**Description of the task:**
Copy only this range: the line with "of the flat" through the final line of the material, inclusive at both ends.
━━━ Data shown ━━━
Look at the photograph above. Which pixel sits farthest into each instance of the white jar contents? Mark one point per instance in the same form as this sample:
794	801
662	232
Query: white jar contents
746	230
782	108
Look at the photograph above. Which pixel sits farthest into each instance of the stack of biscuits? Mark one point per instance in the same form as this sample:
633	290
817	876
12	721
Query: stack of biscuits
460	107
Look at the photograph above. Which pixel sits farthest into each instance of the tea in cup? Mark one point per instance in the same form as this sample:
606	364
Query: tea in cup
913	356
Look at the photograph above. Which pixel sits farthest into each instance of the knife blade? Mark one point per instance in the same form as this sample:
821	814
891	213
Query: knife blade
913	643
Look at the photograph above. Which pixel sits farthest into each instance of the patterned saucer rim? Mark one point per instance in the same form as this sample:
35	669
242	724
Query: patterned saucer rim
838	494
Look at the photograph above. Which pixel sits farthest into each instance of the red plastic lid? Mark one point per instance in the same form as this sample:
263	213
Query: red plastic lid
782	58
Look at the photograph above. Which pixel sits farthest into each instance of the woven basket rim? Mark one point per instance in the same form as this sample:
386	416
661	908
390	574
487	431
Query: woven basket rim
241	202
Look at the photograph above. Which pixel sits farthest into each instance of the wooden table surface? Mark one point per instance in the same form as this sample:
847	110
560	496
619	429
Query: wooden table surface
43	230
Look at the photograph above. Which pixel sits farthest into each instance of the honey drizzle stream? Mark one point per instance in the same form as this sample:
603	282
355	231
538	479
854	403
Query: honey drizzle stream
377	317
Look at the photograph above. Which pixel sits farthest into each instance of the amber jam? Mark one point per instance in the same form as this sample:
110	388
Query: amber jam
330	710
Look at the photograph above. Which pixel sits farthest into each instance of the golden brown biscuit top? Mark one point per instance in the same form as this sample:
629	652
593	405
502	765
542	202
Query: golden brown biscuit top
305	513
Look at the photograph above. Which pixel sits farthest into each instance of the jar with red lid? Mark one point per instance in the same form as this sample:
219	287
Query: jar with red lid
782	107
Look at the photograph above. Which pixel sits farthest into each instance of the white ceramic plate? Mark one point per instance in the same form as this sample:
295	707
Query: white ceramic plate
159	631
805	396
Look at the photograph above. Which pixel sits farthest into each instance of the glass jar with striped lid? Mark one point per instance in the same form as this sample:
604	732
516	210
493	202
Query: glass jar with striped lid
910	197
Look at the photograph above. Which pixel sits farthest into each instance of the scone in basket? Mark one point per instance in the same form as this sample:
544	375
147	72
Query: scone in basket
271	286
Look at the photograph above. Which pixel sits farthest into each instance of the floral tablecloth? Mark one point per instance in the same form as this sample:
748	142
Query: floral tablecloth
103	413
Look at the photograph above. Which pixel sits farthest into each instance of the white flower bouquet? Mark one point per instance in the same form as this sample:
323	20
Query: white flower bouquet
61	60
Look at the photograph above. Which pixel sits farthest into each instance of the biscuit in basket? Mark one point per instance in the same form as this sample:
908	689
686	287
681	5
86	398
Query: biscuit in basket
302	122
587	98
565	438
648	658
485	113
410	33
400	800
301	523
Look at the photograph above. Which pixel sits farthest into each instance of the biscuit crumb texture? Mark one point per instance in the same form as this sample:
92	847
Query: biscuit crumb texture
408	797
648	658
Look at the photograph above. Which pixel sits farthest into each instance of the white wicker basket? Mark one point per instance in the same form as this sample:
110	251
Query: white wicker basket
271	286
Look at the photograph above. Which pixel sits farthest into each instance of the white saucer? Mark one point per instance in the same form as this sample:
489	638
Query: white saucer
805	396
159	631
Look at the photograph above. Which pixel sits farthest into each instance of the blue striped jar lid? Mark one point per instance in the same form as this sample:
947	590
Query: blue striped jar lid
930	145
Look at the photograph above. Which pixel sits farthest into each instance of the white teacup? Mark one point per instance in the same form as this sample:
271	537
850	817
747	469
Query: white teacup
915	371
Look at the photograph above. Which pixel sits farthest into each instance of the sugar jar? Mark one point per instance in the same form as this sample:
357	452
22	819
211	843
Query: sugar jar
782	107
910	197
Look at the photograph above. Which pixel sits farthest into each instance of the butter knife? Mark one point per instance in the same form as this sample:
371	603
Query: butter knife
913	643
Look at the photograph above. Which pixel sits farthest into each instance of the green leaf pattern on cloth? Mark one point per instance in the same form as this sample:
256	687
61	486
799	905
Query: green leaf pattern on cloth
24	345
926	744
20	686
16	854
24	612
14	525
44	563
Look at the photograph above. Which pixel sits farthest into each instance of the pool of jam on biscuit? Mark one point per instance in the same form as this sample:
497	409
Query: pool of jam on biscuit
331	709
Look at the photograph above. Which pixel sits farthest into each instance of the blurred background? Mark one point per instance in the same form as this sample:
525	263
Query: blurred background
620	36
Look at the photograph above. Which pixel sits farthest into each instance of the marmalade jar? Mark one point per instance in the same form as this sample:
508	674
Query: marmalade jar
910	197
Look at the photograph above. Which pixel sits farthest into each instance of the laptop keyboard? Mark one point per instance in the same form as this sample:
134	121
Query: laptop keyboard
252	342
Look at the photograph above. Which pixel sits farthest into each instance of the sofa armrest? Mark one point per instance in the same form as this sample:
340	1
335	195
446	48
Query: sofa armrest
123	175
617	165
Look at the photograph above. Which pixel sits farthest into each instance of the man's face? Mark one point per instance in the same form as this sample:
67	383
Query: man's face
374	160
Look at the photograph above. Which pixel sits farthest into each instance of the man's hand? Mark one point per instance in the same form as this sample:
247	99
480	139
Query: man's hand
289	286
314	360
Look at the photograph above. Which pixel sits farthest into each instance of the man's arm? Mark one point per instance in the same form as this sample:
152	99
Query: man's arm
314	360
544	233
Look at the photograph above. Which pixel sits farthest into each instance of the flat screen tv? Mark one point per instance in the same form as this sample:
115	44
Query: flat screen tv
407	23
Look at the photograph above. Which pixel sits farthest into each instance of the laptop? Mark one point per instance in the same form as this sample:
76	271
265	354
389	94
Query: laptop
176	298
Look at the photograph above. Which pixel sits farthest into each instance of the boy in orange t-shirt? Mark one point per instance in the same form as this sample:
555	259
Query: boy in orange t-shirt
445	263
━━━
**Written solution:**
Look at the photograph above. Which pixel sits farthest into each instance of the flat screen tv? Mark one point per instance in the same form as this sample:
115	44
Query: flat screen tv
407	23
Look at the photograph above. Which pixel sits farthest into each instance of the laptop? Mark one point per instance in the same form as this sample:
76	271
265	354
389	94
Query: laptop
176	298
Look at the photograph above. Which pixel sits farthest into each instance of the boy in orange t-shirt? Mark one point per instance in the same form as this sample:
555	259
Query: boy in orange t-shirt
445	263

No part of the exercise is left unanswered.